◆ **Task objective**
Write out the whole listing exactly as it stands.

---------- Material to process

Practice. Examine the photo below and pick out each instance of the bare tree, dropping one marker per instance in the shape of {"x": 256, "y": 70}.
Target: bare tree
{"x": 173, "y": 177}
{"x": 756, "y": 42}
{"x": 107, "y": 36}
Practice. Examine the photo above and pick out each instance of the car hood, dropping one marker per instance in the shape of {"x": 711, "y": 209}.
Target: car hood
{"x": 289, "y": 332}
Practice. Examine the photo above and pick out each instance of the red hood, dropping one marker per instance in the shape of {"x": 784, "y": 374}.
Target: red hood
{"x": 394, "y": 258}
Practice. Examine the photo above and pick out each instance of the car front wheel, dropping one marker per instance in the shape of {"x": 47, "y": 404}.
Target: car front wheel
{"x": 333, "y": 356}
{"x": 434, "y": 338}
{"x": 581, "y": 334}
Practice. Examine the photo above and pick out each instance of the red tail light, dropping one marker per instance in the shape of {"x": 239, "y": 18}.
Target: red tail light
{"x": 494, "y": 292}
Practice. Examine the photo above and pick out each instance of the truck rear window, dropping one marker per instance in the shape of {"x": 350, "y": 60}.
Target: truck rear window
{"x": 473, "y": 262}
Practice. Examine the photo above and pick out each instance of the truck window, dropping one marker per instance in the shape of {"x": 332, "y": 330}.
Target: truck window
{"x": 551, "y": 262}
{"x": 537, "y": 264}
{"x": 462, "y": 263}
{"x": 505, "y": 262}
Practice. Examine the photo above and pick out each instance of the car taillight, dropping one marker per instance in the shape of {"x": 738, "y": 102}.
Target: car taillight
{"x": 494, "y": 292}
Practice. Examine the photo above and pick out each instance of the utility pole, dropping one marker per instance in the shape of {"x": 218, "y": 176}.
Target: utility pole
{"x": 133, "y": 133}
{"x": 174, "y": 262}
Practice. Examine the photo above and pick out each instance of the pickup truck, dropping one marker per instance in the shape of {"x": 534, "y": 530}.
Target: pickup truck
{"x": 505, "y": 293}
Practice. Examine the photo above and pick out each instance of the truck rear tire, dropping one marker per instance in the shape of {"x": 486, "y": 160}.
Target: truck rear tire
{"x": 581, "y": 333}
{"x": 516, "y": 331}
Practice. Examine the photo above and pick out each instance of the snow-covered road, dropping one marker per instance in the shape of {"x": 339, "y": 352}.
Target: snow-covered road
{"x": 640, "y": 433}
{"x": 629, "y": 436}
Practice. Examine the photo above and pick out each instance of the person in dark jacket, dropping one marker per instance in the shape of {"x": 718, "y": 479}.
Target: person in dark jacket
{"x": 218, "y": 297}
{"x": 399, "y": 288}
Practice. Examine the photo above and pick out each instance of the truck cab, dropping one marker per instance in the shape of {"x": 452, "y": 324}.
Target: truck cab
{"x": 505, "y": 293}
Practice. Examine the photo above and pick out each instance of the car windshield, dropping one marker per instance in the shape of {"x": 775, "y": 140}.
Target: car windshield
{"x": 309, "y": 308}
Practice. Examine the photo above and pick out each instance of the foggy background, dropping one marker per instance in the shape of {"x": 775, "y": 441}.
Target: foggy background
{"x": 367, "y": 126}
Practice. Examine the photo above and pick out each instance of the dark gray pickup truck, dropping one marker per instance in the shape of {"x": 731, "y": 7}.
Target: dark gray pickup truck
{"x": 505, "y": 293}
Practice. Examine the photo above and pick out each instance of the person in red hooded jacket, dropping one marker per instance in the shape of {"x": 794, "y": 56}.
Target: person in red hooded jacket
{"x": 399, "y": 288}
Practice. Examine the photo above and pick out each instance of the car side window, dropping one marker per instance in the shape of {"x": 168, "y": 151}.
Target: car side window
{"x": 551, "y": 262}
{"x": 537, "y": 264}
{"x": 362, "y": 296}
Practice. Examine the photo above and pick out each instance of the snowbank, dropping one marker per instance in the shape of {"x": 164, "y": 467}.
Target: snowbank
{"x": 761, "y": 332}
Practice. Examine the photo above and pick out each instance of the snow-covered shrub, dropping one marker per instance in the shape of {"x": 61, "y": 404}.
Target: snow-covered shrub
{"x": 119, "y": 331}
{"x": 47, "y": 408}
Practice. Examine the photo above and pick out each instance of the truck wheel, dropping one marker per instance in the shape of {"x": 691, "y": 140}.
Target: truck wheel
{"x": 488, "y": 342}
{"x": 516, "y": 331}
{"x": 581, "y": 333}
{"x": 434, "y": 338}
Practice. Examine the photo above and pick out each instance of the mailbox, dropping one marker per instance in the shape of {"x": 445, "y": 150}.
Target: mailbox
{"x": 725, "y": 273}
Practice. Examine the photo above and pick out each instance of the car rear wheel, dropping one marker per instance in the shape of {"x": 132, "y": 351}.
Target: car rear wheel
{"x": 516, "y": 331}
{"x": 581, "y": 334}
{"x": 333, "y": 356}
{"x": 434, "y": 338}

--------------------

◆ **Solution**
Practice. Examine the photo below and pick out each instance of the bare tree, dropping one marker per instance in the shape of {"x": 256, "y": 70}.
Target: bare tree
{"x": 173, "y": 177}
{"x": 756, "y": 42}
{"x": 107, "y": 36}
Practice. Examine the photo above and pick out each instance of the car hood, dropping one marker per instance in the shape of {"x": 711, "y": 209}.
Target: car hood
{"x": 289, "y": 332}
Practice. Examine the photo above and pick out each instance of the red hood, dropping one marker per instance in the shape of {"x": 784, "y": 374}.
Target: red hood
{"x": 394, "y": 258}
Practice. Examine the photo above and pick out each instance of the car front wheel, dropping one marker per instance in the shape of {"x": 47, "y": 404}.
Target: car front wheel
{"x": 333, "y": 356}
{"x": 434, "y": 338}
{"x": 581, "y": 334}
Practice. Examine the photo above and pick out each instance of the red tail light, dropping one marker per instance in the shape of {"x": 239, "y": 18}.
Target: red tail light
{"x": 494, "y": 292}
Practice. Examine the photo above and pick out each instance of the truck rear window, dropping one marker per instance in the shape of {"x": 350, "y": 60}.
Target: truck rear window
{"x": 473, "y": 262}
Practice. Examine the photo above and pick out each instance of the truck window, dropping one marker per instance in the shape of {"x": 332, "y": 330}.
Target: truck window
{"x": 551, "y": 262}
{"x": 537, "y": 264}
{"x": 462, "y": 263}
{"x": 505, "y": 262}
Practice. Examine the photo above and pick out each instance of the car taillight, dropping one marker per instance in the shape of {"x": 738, "y": 102}.
Target: car taillight
{"x": 494, "y": 292}
Practice. Examine the photo above and pick out each instance of the utility pole, dropping one marker per instance in the shape of {"x": 218, "y": 176}.
Target: utility pole
{"x": 133, "y": 133}
{"x": 174, "y": 262}
Practice. Examine the photo above and pick out each instance of the pickup truck, dropping one marker per instance in the shape of {"x": 534, "y": 530}.
Target: pickup truck
{"x": 505, "y": 293}
Practice. Examine the photo above and pick out each instance of the truck rear tire, dropping one marker per instance in the shape of {"x": 486, "y": 160}.
Target: truck rear tire
{"x": 581, "y": 333}
{"x": 516, "y": 331}
Practice. Examine the photo above and pick out each instance of the snow-covered road, dropping one marker per instance in the shape of {"x": 339, "y": 352}.
Target: snow-covered road
{"x": 640, "y": 433}
{"x": 629, "y": 436}
Practice. Examine the photo above and pick out each instance of the person in dark jacket, dropping one marker per instance in the shape of {"x": 718, "y": 479}.
Target: person in dark jacket
{"x": 218, "y": 297}
{"x": 399, "y": 288}
Practice. Examine the photo above and pick out each instance of the truck cab, dropping one marker per instance in the shape of {"x": 452, "y": 324}.
Target: truck cab
{"x": 505, "y": 293}
Practice. Examine the photo above and pick out each instance of the car windshield, dropping one marker per instance in the shape of {"x": 775, "y": 140}.
Target: car windshield
{"x": 309, "y": 308}
Practice. Examine the photo above and pick out each instance of the foggy background, dropping one marker per instance in the shape of {"x": 775, "y": 441}.
Target: foggy background
{"x": 367, "y": 126}
Practice. Examine the photo above and pick out each instance of the dark gray pickup truck, dropping one marker per instance in the shape of {"x": 731, "y": 7}.
Target: dark gray pickup truck
{"x": 505, "y": 293}
Practice. Examine the photo above and pick out each instance of the person in red hooded jacket, dropping one marker per instance in the shape of {"x": 794, "y": 56}.
Target: person in red hooded jacket
{"x": 399, "y": 288}
Practice. Examine the photo above and pick out each instance of the car side window, dropping one marker per instance in the shape of {"x": 168, "y": 151}.
Target: car side window
{"x": 551, "y": 262}
{"x": 537, "y": 264}
{"x": 362, "y": 296}
Practice. Examine the photo above and pick out each instance of the snowbank, dropping one marker per instance in the shape of {"x": 164, "y": 467}.
Target: snowbank
{"x": 761, "y": 332}
Practice. Examine the photo above and pick out each instance of the snow-covered shrub, dropping one marker per instance in the shape of {"x": 61, "y": 404}.
Target: snow-covered shrub
{"x": 119, "y": 331}
{"x": 47, "y": 408}
Practice. Examine the photo above and pick out each instance of the truck wheel, dropping one marker per instance in the shape of {"x": 691, "y": 140}.
Target: truck wheel
{"x": 488, "y": 342}
{"x": 516, "y": 331}
{"x": 581, "y": 333}
{"x": 434, "y": 338}
Practice. Examine the photo above and pick out each instance of the mailbox, dropping one marker per instance in the shape of {"x": 445, "y": 150}.
Target: mailbox
{"x": 725, "y": 273}
Practice. Examine the photo above and pick out each instance of the car rear wheel, dropping one marker per instance in the shape of {"x": 132, "y": 351}.
Target: car rear wheel
{"x": 516, "y": 331}
{"x": 581, "y": 334}
{"x": 333, "y": 356}
{"x": 434, "y": 338}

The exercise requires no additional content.